Scripts to remove orphaned resources

Please note that these scripts will become obsolete in the future, when the resource bugs are fixed!

A word of caution: I use the scripts myself and haven’t experienced any issues. However, use them at your own risk! It’s always a good idea to create a backup first. There’s also the --dry-run or -n option to see what happens without actually doing anything.

Use at your own risk!

Why are there 2 scripts to remove resources?

The first script jnrmor removes orphaned resources from the database and the meta data files for those resources from the sync target. Due to an error in the Joplin API, the actual resources are not deleted on the sync target.
There’s where script jnclnst comes to the rescue.

The default locations for the config files are the path of the script and your home directory. These locations will be shown with the option --help.

EXERCISE A: In the post about scripts to remove orphaned resources, which option shows what would happen without actually doing anything?
EXERCISE B: Retype the part of the post about scripts to remove orphaned resources starting with "Please note that" and going on through "to remove resources?".

(Extracted records)

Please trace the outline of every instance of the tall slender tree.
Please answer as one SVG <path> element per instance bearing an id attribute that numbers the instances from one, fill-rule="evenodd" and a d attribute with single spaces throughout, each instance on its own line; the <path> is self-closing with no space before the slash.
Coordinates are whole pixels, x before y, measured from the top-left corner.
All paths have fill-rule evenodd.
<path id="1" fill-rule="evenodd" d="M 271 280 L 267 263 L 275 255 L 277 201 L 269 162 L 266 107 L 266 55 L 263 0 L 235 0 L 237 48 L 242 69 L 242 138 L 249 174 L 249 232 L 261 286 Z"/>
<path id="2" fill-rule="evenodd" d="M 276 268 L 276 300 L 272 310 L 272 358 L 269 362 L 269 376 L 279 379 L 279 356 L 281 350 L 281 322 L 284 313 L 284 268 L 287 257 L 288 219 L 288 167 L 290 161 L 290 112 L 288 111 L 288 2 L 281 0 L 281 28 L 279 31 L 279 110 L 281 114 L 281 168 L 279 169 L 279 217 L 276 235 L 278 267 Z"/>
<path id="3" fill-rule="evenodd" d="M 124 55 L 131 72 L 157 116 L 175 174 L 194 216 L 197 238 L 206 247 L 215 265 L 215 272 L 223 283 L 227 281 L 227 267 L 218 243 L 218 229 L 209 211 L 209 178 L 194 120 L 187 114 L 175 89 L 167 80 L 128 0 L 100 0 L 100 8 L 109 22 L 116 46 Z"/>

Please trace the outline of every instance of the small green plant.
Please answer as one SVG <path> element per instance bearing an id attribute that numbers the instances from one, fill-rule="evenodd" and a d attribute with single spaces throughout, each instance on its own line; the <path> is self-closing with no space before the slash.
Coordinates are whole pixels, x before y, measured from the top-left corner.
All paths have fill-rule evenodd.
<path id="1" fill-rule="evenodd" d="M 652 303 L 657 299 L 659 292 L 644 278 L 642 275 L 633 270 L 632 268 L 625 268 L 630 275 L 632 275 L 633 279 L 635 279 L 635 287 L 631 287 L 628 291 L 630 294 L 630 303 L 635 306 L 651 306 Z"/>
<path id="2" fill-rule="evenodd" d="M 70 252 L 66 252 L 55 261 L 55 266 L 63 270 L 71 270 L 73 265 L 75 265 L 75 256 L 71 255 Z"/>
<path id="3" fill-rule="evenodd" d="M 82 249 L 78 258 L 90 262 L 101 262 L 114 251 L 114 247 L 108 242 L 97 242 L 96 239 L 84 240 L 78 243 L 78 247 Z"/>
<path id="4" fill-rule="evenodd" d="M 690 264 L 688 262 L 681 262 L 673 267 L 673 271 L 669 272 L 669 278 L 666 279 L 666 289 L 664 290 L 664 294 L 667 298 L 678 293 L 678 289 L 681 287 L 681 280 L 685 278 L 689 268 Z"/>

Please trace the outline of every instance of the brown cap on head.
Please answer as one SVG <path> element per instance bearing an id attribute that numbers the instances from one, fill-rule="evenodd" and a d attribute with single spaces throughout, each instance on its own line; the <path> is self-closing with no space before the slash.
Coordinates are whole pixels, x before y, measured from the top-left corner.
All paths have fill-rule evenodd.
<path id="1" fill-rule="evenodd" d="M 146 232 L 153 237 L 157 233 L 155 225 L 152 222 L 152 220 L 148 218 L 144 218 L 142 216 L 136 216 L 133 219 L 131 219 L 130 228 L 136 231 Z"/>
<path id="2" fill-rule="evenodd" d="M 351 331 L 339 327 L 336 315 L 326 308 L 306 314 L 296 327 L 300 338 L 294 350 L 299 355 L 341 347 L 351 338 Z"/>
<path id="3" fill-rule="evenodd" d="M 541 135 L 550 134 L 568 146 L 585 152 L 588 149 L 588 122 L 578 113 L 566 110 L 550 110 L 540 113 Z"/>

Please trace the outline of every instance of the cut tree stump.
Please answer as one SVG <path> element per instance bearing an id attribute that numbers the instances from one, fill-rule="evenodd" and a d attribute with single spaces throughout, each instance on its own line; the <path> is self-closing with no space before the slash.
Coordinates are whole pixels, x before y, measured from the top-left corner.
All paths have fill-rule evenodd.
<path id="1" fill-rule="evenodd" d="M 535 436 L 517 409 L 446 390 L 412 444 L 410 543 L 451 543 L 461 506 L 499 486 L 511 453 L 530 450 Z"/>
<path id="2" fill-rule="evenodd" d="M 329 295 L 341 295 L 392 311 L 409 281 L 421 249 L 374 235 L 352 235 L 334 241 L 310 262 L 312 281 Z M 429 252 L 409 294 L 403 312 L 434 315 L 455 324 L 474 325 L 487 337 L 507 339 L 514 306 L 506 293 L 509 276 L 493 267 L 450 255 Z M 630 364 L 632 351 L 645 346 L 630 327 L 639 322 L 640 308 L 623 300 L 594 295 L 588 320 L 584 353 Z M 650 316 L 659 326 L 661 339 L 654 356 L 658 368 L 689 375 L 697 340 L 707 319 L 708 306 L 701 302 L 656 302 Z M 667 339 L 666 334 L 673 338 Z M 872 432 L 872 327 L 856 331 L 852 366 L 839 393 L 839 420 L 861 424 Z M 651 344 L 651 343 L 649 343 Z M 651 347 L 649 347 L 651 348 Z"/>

EXERCISE RESPONSE A: The --dry-run or -n option.

EXERCISE RESPONSE B:
Please note that these scripts will become obsolete in the future, when the resource bugs are fixed!

A word of caution: I use the scripts myself and haven’t experienced any issues. However, use them at your own risk! It’s always a good idea to create a backup first. There’s also the --dry-run or -n option to see what happens without actually doing anything.

Use at your own risk!

Why are there 2 scripts to remove resources?